DATA TO USE:
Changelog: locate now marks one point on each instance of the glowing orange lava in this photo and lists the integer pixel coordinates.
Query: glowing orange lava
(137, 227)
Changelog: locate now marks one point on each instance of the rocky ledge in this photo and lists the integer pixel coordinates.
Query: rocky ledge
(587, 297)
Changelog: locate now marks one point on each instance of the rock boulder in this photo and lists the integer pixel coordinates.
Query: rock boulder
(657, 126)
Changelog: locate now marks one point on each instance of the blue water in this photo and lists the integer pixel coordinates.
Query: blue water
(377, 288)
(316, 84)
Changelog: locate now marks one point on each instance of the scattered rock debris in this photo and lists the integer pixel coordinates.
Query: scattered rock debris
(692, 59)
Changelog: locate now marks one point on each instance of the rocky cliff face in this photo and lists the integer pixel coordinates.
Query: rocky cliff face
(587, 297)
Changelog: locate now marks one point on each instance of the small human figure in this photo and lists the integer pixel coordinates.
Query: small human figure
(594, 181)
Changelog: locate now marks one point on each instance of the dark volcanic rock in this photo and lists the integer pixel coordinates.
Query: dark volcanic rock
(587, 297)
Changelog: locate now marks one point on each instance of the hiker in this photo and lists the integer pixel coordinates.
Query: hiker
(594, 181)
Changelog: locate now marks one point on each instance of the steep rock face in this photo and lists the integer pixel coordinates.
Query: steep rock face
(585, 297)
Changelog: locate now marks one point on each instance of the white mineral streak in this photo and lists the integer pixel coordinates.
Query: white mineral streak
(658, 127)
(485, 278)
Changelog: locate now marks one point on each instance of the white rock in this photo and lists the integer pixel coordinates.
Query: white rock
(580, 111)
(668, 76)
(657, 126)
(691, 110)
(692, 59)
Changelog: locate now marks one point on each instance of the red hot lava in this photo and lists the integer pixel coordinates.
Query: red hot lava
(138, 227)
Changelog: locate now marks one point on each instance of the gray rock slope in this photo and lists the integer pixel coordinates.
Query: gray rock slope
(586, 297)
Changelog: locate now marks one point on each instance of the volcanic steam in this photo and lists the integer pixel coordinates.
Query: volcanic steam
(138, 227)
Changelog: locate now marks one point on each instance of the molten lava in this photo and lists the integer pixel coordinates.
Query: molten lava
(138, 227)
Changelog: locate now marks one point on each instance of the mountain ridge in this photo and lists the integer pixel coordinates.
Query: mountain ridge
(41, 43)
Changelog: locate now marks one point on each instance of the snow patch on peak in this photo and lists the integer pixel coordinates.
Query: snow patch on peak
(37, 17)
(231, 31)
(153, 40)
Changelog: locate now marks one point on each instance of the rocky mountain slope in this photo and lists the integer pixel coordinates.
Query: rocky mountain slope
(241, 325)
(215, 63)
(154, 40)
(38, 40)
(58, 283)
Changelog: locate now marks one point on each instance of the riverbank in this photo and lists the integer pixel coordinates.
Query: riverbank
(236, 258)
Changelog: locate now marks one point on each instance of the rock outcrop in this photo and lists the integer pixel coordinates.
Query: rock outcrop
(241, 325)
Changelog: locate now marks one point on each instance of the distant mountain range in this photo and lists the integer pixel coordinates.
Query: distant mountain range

ACTIVITY:
Transcribe the listing from start to finish, exactly as given.

EXERCISE RESPONSE:
Changelog: locate now marks one point on each instance of the glowing orange lava in this photo and lists the integer pixel coordinates.
Query: glowing orange lava
(137, 227)
Changelog: locate now marks one point on each instance of the rocky ledge in this photo and lists the integer pixel coordinates.
Query: rocky ledge
(587, 297)
Changelog: locate now marks one point on each instance of the rock boulder in this photo and lists the integer pixel coordinates.
Query: rock boulder
(657, 126)
Changelog: locate now marks one point on each instance of the blue water in this photo and lists the integer pixel coordinates.
Query: blue water
(377, 288)
(316, 84)
Changelog: locate now marks one point on each instance of the scattered rock debris in this photo and lists the integer pixel coordinates.
Query: scattered rock debris
(692, 59)
Changelog: locate now marks one point on each instance of the rocky cliff face in this photo and lists the integer pixel coordinates.
Query: rocky cliff face
(587, 297)
Changelog: locate now marks one point on each instance of the small human figure in this photo and lists the integer pixel coordinates.
Query: small human figure
(594, 181)
Changelog: locate now marks one point on each instance of the dark volcanic rock in this photo and lists the integer pixel coordinates.
Query: dark volcanic rock
(587, 297)
Changelog: locate now marks one point on each instance of the hiker in this photo and lists the integer pixel coordinates.
Query: hiker
(594, 181)
Changelog: locate now marks one point on each instance of the steep rock face in this photo and lists the integer pixel coordinates.
Query: steep rock face
(585, 297)
Changelog: locate now marks one point on each instance of the white mineral streak in this photo and lists the integer pixel coordinates.
Query: white mineral streak
(658, 127)
(485, 278)
Changelog: locate now marks one point on each instance of the white rock in this photo and lists the integer pixel coordinates.
Query: white rock
(580, 111)
(668, 76)
(657, 126)
(691, 110)
(692, 59)
Changelog: locate now marks one point on each instance of the red hot lava in this photo and lists the integer pixel coordinates.
Query: red hot lava
(138, 227)
Changelog: locate now marks one point on each instance of the gray rock slope in this photo and lists the integer pixel coordinates.
Query: gray rock slope
(586, 297)
Changelog: locate now marks one point on each instance of the volcanic steam in this photo and lists the integer pixel coordinates.
Query: volcanic steam
(138, 227)
Changelog: locate now marks one point on each instance of the molten lava in this photo and lists the integer pixel coordinates.
Query: molten lava
(138, 227)
Changelog: locate now marks one point on each instance of the mountain ridge in this photo and lists the integer pixel coordinates.
Query: mountain ridge
(41, 43)
Changelog: locate now marks one point on each instance of the snow patch on peak in this photo and lists the integer pixel coordinates.
Query: snow patch on peak
(37, 17)
(231, 31)
(153, 40)
Changelog: locate now marks one point on each instance of the rocky mountain slope in this photo and lists the integer pixel coordinates.
Query: rocky mountain slope
(241, 325)
(215, 63)
(154, 40)
(38, 40)
(58, 283)
Changelog: locate now marks one point on each instance of the riverbank in this photo and lists the integer pixel coordinates.
Query: riverbank
(236, 258)
Changelog: locate now marks one point on each instance of the rock outcrop in this photo and lists the integer pixel coordinates.
Query: rock outcrop
(241, 325)
Changelog: locate now marks one point on each instance of the distant mountain range in this photo and lists the integer pixel coordinates.
Query: distant mountain range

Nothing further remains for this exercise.